**Task brief**
Find each line in the records that holds the word "stone" and copy it out in full. Case counts.

**Input records**

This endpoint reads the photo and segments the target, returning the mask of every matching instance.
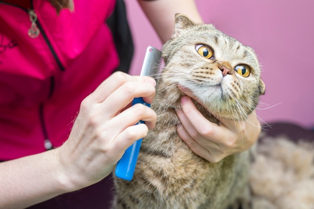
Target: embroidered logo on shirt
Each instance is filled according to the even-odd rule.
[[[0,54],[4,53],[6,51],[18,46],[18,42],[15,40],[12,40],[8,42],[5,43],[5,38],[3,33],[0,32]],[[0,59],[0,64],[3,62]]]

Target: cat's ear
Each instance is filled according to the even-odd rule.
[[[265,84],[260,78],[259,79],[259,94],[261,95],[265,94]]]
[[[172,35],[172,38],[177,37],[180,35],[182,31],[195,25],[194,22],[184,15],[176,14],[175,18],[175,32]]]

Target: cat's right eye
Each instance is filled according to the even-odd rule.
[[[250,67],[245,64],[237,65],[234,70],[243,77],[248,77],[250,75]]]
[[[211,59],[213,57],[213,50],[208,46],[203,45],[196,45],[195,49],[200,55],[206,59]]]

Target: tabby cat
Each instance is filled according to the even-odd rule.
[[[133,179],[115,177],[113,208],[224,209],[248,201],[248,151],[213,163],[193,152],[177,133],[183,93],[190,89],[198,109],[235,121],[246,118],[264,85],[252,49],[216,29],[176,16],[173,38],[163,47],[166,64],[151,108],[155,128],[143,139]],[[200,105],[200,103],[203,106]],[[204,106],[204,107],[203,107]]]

==

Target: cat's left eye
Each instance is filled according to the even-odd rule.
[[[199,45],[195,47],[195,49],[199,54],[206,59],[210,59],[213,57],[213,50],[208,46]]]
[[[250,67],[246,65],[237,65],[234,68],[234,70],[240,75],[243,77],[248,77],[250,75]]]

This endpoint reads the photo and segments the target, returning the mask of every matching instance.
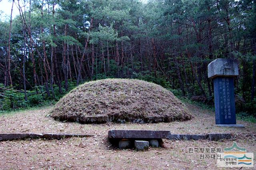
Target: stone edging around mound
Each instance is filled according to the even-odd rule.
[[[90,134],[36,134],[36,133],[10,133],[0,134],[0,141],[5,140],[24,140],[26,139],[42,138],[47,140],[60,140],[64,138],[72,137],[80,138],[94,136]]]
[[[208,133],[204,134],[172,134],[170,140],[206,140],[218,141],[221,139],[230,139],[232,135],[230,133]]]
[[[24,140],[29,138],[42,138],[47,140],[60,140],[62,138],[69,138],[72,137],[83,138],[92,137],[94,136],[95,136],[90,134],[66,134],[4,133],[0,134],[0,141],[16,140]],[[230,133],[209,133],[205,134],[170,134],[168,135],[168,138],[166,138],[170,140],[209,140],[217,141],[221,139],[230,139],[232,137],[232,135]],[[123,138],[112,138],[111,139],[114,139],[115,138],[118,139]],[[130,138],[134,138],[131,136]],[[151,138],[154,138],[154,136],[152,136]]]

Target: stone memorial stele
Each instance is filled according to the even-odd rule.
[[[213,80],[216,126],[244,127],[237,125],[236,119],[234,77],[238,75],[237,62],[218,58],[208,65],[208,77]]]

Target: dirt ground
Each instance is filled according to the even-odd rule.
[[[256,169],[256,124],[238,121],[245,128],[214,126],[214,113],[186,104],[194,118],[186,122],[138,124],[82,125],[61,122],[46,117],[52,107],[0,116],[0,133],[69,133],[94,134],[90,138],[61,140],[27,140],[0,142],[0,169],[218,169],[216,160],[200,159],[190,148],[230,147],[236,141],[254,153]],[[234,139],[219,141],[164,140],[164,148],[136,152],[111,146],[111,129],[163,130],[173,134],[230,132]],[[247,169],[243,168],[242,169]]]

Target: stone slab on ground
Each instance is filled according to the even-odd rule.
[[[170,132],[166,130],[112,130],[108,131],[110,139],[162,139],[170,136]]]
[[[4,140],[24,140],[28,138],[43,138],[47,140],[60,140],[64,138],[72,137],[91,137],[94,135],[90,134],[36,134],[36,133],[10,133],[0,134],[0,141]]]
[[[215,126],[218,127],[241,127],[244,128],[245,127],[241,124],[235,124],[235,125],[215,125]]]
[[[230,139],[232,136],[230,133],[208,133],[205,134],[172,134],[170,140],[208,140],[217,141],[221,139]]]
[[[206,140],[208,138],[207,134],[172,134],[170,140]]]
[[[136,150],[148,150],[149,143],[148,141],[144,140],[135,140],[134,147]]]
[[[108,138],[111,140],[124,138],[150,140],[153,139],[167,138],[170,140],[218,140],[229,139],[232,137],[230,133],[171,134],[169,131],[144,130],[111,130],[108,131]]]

--

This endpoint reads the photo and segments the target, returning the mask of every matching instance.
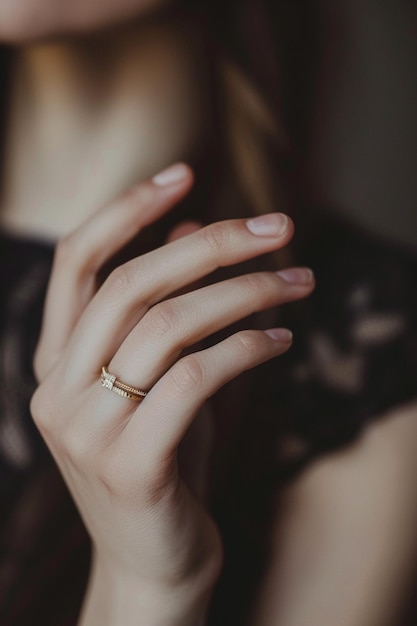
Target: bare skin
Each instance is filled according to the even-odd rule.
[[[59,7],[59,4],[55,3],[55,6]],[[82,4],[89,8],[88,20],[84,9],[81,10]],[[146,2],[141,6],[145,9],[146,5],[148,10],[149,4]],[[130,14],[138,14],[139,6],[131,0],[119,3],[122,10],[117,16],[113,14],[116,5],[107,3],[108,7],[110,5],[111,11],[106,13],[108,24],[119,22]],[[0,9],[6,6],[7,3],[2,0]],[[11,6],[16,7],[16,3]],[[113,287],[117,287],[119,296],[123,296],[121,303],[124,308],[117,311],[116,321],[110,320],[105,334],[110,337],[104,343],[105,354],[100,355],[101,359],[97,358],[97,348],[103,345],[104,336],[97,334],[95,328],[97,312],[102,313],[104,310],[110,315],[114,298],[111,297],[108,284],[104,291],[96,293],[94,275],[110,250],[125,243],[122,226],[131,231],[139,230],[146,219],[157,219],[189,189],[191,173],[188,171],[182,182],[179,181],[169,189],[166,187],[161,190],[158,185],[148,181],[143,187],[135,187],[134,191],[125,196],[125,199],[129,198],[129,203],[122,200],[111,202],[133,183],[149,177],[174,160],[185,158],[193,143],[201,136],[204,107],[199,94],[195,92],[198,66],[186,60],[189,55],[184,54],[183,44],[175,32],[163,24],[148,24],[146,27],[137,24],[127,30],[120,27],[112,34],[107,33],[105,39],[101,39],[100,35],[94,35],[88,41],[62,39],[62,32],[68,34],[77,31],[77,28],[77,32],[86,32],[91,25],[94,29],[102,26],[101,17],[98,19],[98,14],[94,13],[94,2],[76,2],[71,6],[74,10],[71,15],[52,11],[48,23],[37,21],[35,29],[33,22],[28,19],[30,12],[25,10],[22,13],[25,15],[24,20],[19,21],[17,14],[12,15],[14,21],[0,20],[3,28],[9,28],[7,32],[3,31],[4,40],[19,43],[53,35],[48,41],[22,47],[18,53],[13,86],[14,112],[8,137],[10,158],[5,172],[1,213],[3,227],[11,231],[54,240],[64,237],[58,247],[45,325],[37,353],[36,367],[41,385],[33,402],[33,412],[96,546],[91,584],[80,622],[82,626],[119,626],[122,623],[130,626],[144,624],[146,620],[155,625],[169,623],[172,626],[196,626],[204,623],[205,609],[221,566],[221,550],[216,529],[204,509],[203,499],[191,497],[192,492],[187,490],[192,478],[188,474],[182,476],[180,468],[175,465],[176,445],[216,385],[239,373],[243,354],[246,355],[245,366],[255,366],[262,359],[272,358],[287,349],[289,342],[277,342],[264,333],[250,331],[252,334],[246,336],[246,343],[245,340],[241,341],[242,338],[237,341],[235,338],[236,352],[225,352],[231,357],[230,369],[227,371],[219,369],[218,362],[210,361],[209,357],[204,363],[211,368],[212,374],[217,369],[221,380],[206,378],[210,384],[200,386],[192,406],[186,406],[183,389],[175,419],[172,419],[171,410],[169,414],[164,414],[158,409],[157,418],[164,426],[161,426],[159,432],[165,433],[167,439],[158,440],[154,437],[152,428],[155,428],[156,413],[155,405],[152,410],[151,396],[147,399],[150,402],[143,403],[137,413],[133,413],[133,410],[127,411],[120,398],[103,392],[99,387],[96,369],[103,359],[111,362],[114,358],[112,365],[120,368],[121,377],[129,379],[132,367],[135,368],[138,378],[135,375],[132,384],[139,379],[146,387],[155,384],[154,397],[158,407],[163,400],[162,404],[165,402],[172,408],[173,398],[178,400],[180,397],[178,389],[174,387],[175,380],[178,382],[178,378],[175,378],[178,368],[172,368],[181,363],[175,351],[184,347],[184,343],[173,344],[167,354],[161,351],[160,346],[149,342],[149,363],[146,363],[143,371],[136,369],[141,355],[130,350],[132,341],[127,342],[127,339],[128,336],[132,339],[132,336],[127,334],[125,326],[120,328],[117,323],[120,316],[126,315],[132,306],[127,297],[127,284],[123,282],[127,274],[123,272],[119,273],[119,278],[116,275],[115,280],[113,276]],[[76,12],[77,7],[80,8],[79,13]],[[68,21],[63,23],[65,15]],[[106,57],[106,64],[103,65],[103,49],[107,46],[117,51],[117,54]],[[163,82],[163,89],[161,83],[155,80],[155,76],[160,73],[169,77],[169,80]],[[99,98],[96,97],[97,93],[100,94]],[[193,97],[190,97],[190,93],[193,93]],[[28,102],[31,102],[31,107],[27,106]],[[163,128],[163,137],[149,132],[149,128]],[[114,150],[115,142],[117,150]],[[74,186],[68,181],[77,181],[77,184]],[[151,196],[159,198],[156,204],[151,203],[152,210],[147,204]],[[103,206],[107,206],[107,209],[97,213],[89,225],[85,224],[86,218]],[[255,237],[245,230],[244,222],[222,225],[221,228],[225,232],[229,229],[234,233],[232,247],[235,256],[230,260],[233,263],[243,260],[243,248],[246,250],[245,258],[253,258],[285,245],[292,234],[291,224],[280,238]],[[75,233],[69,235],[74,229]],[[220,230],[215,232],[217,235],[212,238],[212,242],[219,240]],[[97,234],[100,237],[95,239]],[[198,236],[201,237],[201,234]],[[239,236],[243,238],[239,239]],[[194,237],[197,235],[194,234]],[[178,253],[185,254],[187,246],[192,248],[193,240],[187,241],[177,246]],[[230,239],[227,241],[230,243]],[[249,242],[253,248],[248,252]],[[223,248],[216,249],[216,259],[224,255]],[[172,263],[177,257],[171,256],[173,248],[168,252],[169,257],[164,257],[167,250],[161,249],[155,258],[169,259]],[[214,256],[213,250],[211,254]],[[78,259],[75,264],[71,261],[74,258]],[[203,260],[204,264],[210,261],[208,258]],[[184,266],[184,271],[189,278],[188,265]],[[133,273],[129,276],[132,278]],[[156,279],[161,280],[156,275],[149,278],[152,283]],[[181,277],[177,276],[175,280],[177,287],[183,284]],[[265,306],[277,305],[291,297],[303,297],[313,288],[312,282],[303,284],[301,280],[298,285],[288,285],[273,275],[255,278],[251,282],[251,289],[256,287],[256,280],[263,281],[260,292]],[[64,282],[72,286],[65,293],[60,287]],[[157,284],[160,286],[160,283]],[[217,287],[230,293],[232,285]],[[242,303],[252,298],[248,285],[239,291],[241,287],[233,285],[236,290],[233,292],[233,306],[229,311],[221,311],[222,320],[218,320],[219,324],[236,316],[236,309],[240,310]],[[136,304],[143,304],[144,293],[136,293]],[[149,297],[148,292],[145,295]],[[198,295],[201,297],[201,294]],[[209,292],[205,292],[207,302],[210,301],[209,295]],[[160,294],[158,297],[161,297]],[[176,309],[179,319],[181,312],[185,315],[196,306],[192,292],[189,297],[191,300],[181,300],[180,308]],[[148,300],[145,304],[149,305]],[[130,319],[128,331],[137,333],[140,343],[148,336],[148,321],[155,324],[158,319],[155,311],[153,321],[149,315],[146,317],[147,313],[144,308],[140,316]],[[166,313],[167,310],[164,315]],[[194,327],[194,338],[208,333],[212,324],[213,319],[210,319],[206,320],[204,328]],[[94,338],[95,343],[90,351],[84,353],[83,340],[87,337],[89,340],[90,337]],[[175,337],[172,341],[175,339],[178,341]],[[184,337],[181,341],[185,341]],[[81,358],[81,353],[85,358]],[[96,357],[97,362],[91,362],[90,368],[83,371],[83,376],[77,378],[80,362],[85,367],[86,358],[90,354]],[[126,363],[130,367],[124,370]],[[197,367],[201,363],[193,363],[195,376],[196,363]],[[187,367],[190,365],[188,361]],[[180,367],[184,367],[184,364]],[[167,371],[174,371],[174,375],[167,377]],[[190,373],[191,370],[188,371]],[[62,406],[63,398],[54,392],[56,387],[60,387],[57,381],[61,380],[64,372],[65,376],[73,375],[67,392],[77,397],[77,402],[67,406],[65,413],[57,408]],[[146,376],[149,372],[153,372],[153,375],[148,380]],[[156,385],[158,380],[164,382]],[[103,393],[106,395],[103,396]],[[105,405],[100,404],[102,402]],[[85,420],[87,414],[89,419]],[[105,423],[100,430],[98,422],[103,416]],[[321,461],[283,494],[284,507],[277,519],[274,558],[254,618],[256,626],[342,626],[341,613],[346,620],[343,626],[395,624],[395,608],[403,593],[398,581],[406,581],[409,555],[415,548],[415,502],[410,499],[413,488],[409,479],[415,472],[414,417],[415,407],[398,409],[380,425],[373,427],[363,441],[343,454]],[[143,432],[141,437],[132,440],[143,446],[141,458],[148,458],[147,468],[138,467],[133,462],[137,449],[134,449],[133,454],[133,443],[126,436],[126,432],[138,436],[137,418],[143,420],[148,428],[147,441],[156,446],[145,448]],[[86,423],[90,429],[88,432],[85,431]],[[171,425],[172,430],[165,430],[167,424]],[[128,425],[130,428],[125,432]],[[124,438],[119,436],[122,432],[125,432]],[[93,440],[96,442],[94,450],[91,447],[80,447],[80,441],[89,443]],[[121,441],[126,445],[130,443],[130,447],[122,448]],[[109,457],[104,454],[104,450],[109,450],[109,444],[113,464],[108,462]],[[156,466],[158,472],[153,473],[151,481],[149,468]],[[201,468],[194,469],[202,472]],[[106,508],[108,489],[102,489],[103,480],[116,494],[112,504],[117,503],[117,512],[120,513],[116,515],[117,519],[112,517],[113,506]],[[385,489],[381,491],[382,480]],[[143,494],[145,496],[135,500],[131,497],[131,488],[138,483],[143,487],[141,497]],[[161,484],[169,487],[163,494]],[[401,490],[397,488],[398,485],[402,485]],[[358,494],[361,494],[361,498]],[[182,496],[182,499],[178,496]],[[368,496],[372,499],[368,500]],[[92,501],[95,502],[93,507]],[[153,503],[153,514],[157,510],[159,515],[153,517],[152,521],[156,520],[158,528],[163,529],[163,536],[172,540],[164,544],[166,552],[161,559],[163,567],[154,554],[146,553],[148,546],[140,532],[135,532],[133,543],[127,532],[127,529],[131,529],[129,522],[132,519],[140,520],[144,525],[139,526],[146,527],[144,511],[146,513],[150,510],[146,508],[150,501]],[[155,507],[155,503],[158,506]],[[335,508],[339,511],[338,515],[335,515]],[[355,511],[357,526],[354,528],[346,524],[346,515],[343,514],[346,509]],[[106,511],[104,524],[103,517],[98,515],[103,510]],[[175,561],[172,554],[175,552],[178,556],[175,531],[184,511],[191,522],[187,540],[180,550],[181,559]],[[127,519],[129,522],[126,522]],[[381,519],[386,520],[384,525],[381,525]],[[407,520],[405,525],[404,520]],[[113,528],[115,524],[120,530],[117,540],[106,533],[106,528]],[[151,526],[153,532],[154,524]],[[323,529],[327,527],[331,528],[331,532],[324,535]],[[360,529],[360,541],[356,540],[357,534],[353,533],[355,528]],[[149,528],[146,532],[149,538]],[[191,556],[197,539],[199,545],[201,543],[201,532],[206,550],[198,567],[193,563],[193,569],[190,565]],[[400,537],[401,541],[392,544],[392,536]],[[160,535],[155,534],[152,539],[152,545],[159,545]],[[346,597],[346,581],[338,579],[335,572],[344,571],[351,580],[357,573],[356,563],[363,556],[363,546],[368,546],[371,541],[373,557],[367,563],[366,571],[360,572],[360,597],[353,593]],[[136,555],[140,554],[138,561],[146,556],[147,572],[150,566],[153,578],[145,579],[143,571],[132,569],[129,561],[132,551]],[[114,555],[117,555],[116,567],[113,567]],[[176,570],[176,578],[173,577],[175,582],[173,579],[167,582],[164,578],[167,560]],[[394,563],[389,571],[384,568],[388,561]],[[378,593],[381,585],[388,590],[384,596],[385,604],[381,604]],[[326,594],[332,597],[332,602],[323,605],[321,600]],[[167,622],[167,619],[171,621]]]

**Written response**
Target: stone edging around mound
Target: stone memorial stele
Target: stone slab on ground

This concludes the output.